- Elenco dei compiti -
1: Riproduci dalla preghiera il passo che comincia con "PREGHIERA (pregare la" e prosegue fino a "(Salmo 22, 1-4)".
2: Riassumi la preghiera in due frasi.

- Estratto della fonte -
━━━━
PREGHIERA (pregare la parola)
•O Dio, fonte della gioia e della pace, che hai affidato al potere regale del tuo Figlio le sorti degli uomini e dei popoli, sostienici con la forza del tuo Spirito, e fa che nelle vicende del tempo, non ci separiamo mai dal nostro pastore che ci guida alle sorgenti della vita. (Colletta 4 di Pasqua A)
•Il Signore è il mio pastore: non manco di nulla; su pascoli erbosi mi fa riposare, ad acque tranquille mi conduce. Mi rinfranca, mi guida per il giusto cammino, per amore del suo nome. Se dovessi camminare in una valle oscura, non temerei alcun male, perché tu sei con me. Il tuo bastone e il tuo vincastro mi danno sicurezza. (Salmo 22, 1-4)
━━━━
- Set di dati -
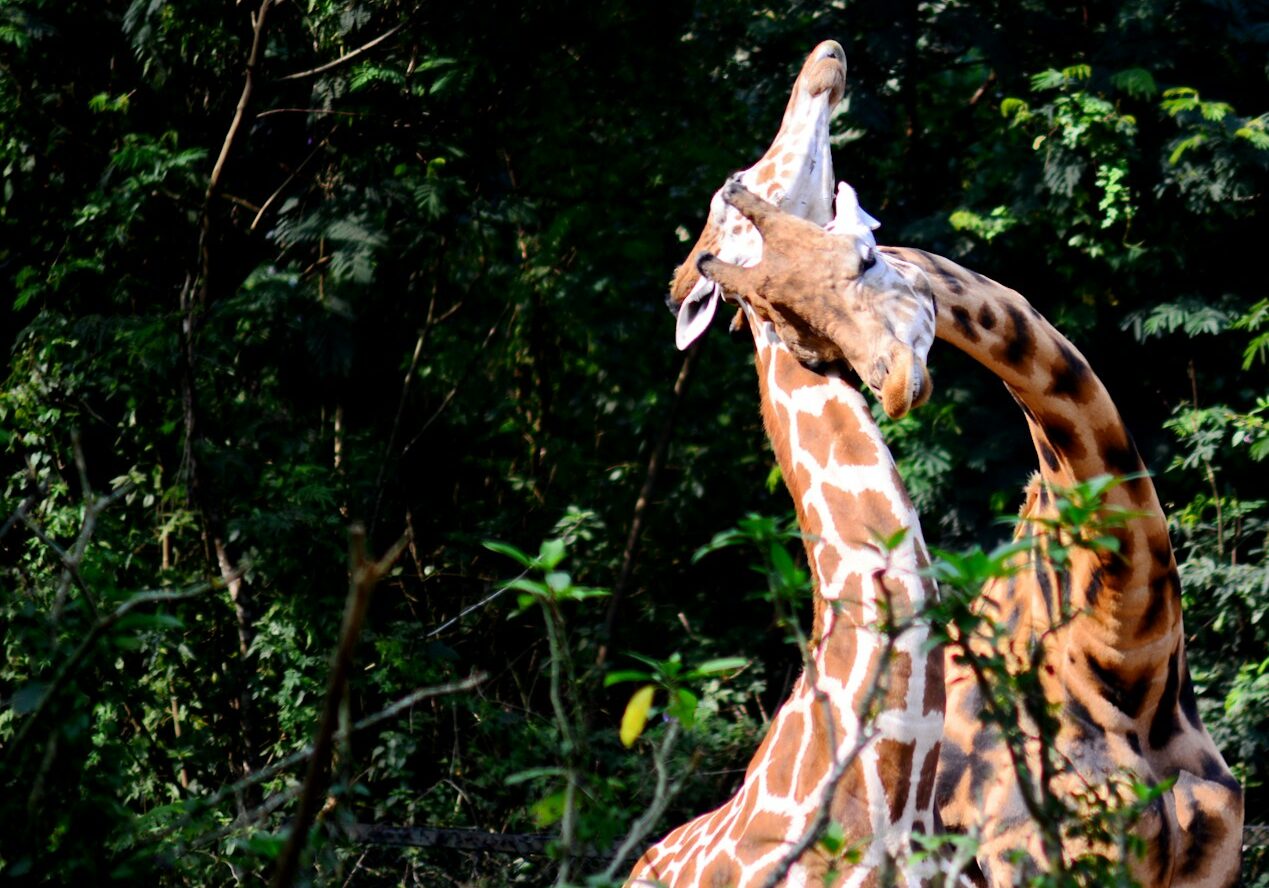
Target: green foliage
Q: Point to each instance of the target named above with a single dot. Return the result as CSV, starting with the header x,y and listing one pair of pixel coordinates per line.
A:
x,y
425,292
━━━━
- Risposte numerate -
1:
PREGHIERA (pregare la parola)
•O Dio, fonte della gioia e della pace, che hai affidato al potere regale del tuo Figlio le sorti degli uomini e dei popoli, sostienici con la forza del tuo Spirito, e fa che nelle vicende del tempo, non ci separiamo mai dal nostro pastore che ci guida alle sorgenti della vita. (Colletta 4 di Pasqua A)
•Il Signore è il mio pastore: non manco di nulla; su pascoli erbosi mi fa riposare, ad acque tranquille mi conduce. Mi rinfranca, mi guida per il giusto cammino, per amore del suo nome. Se dovessi camminare in una valle oscura, non temerei alcun male, perché tu sei con me. Il tuo bastone e il tuo vincastro mi danno sicurezza. (Salmo 22, 1-4)

2: La colletta chiede a Dio, fonte della gioia e della pace, che ha affidato al Figlio le sorti degli uomini e dei popoli, di sostenere i fedeli con la forza del suo Spirito perché non si separino mai dal pastore che li guida alle sorgenti della vita. Il Salmo 22 afferma che con il Signore come pastore non manca nulla, perché egli fa riposare, conduce e guida per il giusto cammino, e che nemmeno in una valle oscura si teme alcun male, perché egli è con chi prega.